__SELECTED TEXT__:
Monday, November 17, 2008

Metropolitan Opera House

Metropolitan Opera at Lincoln Center
Broadway and West 65th Street

The Metropolitan Opera was founded in 1883. The first Metropolitan Opera House was built on Broadway and 39th Street by a group of wealthy businessmen who wanted their own opera house. In the company’s early years everything was sung in Italian (even Carmen and Lohengrin), soon followed by a shift to German (including Aida and Faust), before finally settling on a policy of performing works in their original language.

The Metropolitan Opera House (Broadway at 39th St.) in 1905.

Enrico Caruso first sang at the Met in 1903, and by the time of his death had performed there more times than with all the world’s other opera companies combined. Arturo Toscanini made his debut in 1908 (there were two seasons with both Toscanini and Gustav Mahler on the conducting roster). Later, Bruno Walter, George Szell, Fritz Reiner, and Dimitri Mitropoulos contributed powerful musical direction. James Levine made his debut in 1971 and has been Music Director since 1976 (holding also the title of Artistic Director 1986-2004).

Almost from the beginning, it was clear that the opera house on 39th Street did not have adequate stage facilities. However, it was not until the Metropolitan Opera joined with other New York institutions in forming Lincoln Center for the Performing Arts that a new home became possible. The new Metropolitan Opera House, which opened at Lincoln Center in September of 1966, was equipped with the finest technical facilities. Seating capacity is 3,800.

Hansel und Gretel was the first complete opera broadcast from the Metropolitan Opera on Christmas Day, 1931. Regular Saturday afternoon live radio broadcasts quickly made the Metropolitan Opera a permanent presence in communities throughout the United States and Canada. The Met continues its hugely successful radio broadcast series — now in its 77th year — the longest-running classical music series in American broadcast history, which is now heard in 42 countries around the world.

__COLLECTED MATERIAL__:
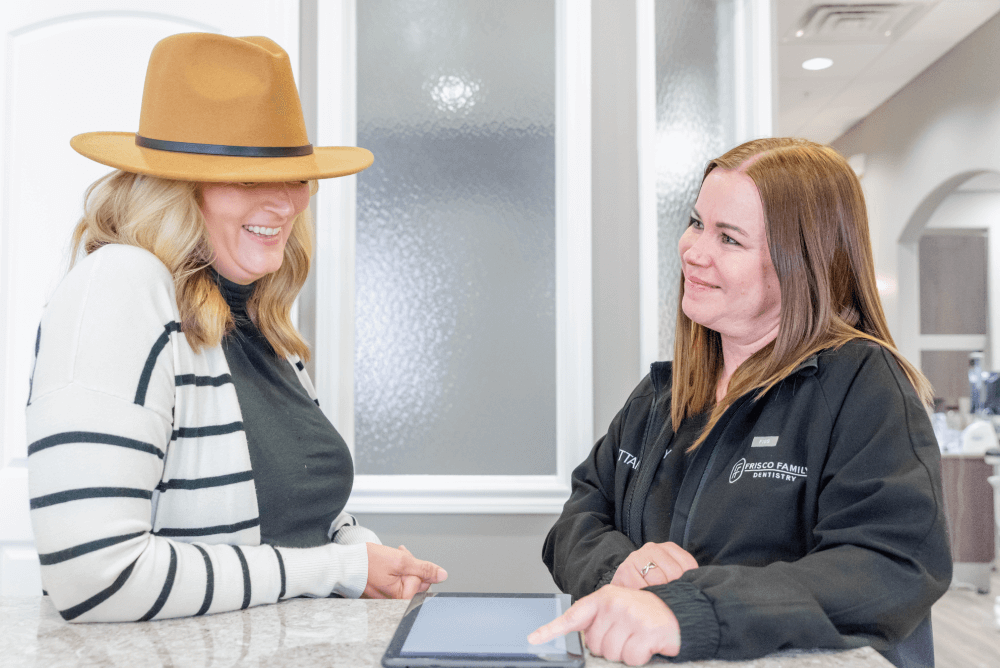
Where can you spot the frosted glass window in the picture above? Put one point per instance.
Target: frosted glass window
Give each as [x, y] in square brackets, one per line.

__TASKS AND EXERCISES__:
- A) From the Metropolitan Opera piece above, reproduce everything from "The Metropolitan Opera was" down to "St.) in 1905." word for word.
- B) According to the Metropolitan Opera piece, what is the seating capacity of the new opera house at Lincoln Center?
- C) Finish out the next part of the Metropolitan Opera piece, starting after its last sentence.

__RESULTS FOR EACH TASK__:
- A)
The Metropolitan Opera was founded in 1883. The first Metropolitan Opera House was built on Broadway and 39th Street by a group of wealthy businessmen who wanted their own opera house. In the company’s early years everything was sung in Italian (even Carmen and Lohengrin), soon followed by a shift to German (including Aida and Faust), before finally settling on a policy of performing works in their original language.

The Metropolitan Opera House (Broadway at 39th St.) in 1905.

- B) 3,800

- C)
In 1995, the Metropolitan introduced Met Titles, a unique system of simultaneous translation. Met Titles appear on individual computerized screens mounted in specially built railings at the back of each row of seats, providing libretto translations into English, Spanish and German. “Met Titles” are provided for all Metropolitan Opera performances, and have recently expanded to include Spanish and German for select operas.

In the 2006-07 season, the company launched Metropolitan Opera: Live in HD, a series of performance transmissions shown live in high definition (HD) in movie theaters around the world. The series expanded from six to eight opera transmissions in 2007-08, reaching over 600 participating venues in North America, Europe, Asia, and Australia.

Each season the Metropolitan stages more than two hundred opera performances in New York. More than 800,000 people attend the performances in the opera house during the season, and millions more experience the Met through advanced new media distribution initiatives and state-of-the-art technology.

Click images to enlarge.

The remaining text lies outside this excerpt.